● PASSAGE PROVIDED:
________
This is a follow-up posting to my article "Finding and Listing ALL Procedures, Functions, and Views in SQL Server 2005" I wrote for SQLServerCentral.com (http://www.sqlservercentral.com/articles/T-SQL/63471/). This will work with both SQL Server 2005 and SQL Server 2008.

I've found a few instances where I would've liked to be able to search through a Stored Procedure or a View for specific text in the definition; specifically to check to see if there was a reference to another Stored Procedure or View. Originally to solve this problem I had just queried the syscomments legacy view for the search string joining with sysobjects, while this was effective it has its limitations...such as this only searches objects created post-release of SQL Server. So, what happens if you want to search for a specific string in ALL of the programmable objects? Well, then we fall back to our trusty view of sys.all_objects! We can join it with sys.all_sql_modules and get almost all of what we need...almost.

Now, we can do a clever query that will join sys.all_objects and sys.all_sql_modules. Something like:

DECLARE @SearchString NVARCHAR(MAX)
SET @SearchString = 'ENTER_SEARCH_TEXT_HERE'
SELECT [ao].[name], [asm].[definition]
FROM sys.all_objects ao
JOIN sys.all_sql_modules asm
ON [ao].[object_id] = [asm].[object_id]
WHERE [asm].[definition] LIKE '%' + @SearchString + '%'
--AND [ao].[is_ms_shipped] = 0 --Only search user & post SQL release objects, or
--Change the above value to 1 to only include objects provided by Microsoft with the release of SQL Server
--Optional  to limit search results....
--AND [ao].[type] = 'P' --Search only Stored Procedures
--AND [ao].[type] <> 'V' --Exclude Views
--See referenced article for listing of additional object types

This would do the job for the most part, the only missing items would be constraints and rules for the most part; which how many times do you really need to search a constraint for a specific string of text?

Now, the execution plan shows that this can be a little bit of a resource monger. Here's the estimated execution plan I get for this:

Plan_For_Defintion_Search_by_Joins

This Execution Plan is OK; there's a lot of Clustered Index Scans and Compute Scalars. You might be able to improve upon this with some ingenious Indexing, hints and such...but, again...why bother? You'll have to upkeep it and monitor yet another query plan. So, I'm not too keen on this plan myself and I don't like that this query still doesn't do everything...I want everything or nothing (start my pouting and tantrum).

As I said, I want it all. So the problem for me here is that there is that 1 in 1,000,000 chance I'll need to search a constraint and then that means I'll have to either modify my code or discover a new method...why bother doing it again later if we can just make it do what we want now. Plus, and this may be more important for myself; I want something that is easier to read and understand at a later time and uses less resources. Time and resources is the name of the game we play as DBAs!
________
● GIVEN MATERIAL:

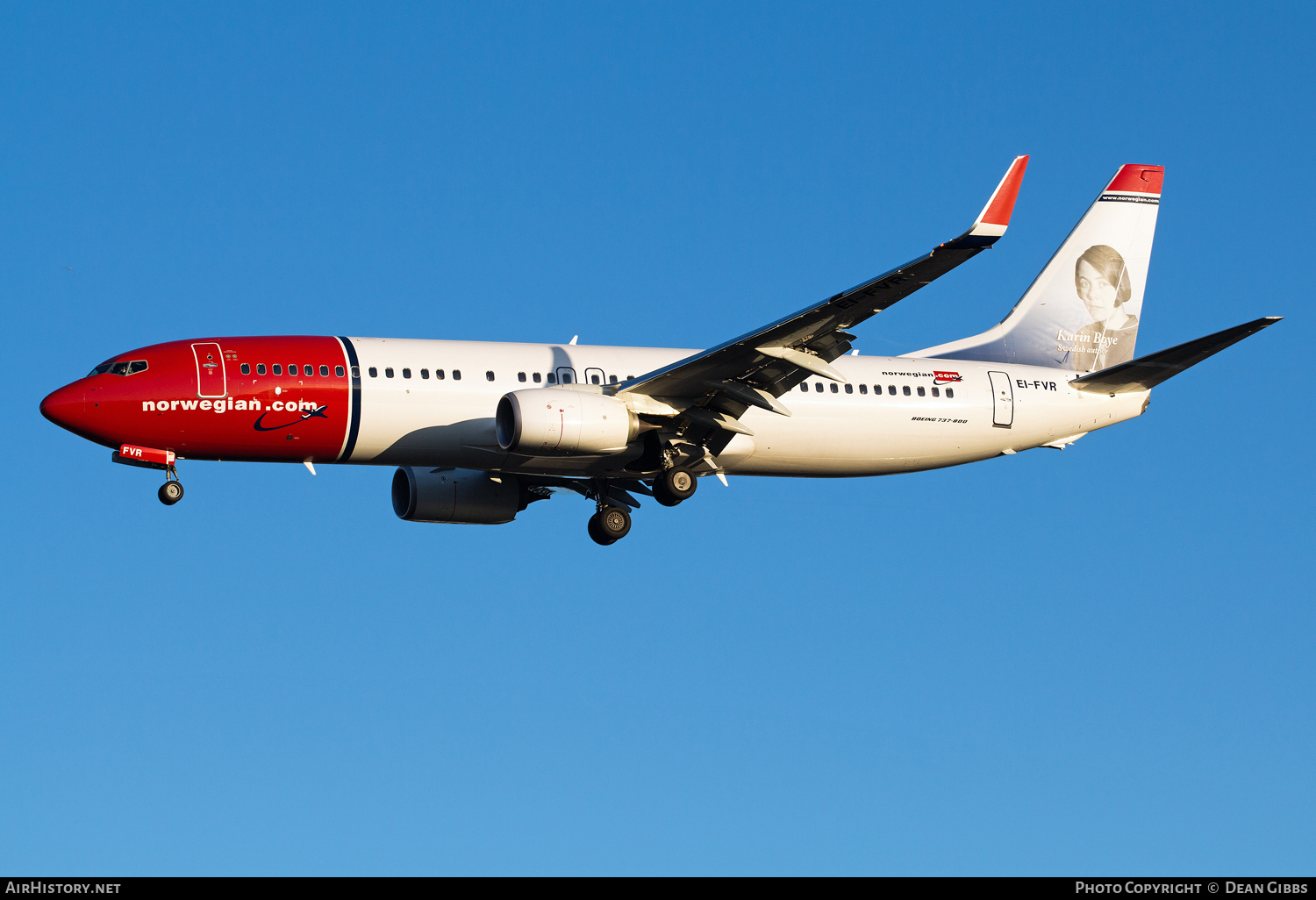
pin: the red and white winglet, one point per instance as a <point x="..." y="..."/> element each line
<point x="1136" y="183"/>
<point x="995" y="216"/>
________
● TASKS TO PERFORM:
1. Copy the SQL Server post starting at "I've found a" and ending at "DECLARE @SearchString NVARCHAR(MAX)", swapping each "sys.all_sql_modules" for "sys.sql_modules".
2. Answer these questions from the SQL Server post.
(a) Which two versions of SQL Server does the approach work with?
(b) Which legacy view did the author first query for the search string?
(c) Which items does the join query miss?
3. Continue the SQL Server post from where it stops.
The data is separate material and is not part of the SQL Server post.

● ANSWERS FOR THE TASKS:
1.
I've found a few instances where I would've liked to be able to search through a Stored Procedure or a View for specific text in the definition; specifically to check to see if there was a reference to another Stored Procedure or View. Originally to solve this problem I had just queried the syscomments legacy view for the search string joining with sysobjects, while this was effective it has its limitations...such as this only searches objects created post-release of SQL Server. So, what happens if you want to search for a specific string in ALL of the programmable objects? Well, then we fall back to our trusty view of sys.all_objects! We can join it with sys.sql_modules and get almost all of what we need...almost.

Now, we can do a clever query that will join sys.all_objects and sys.sql_modules. Something like:

DECLARE @SearchString NVARCHAR(MAX)

2.
(a) SQL Server 2005 and SQL Server 2008.
(b) The syscomments view, joined with sysobjects.
(c) Constraints and rules.

3.
How do we solve this? Can it be done? It sure can! Enter the sacred "OBJECT_DEFINITION" function! This little function helps us out a lot by eliminating the need to manually join tables and the return results is the exact column (definition column) that we are wanting also! Let's take a look at the same search function using this syntax instead of joins:

DECLARE @SearchString NVARCHAR(MAX)
SET @SearchString = 'ENTER_SEARCH_TEXT_HERE'
SELECT [name], OBJECT_DEFINITION(OBJECT_ID([name]))
FROM sys.all_objects
WHERE OBJECT_DEFINITION(object_id([name])) LIKE '%' + @SearchString + '%'
--Optional  to limit search results....
--AND [is_ms_shipped] = 0 --Only search user & post SQL release objects
--Change the above value to 1 to only include objects provided by Microsoft with the release of SQL Server
--AND [type] = 'P' --Search only Stored Procedures
--AND [type] <> 'V' --Exclude Views
--See referenced article for listing of additional object types

As you can see, this is a lot cleaner to read. We can easily tell what is being queried and how the query results should be returned to us. Not much to look at here; we query the sys.all_objects view to find the proper object and then tell SQL that we want to view the object's definition...simple enough.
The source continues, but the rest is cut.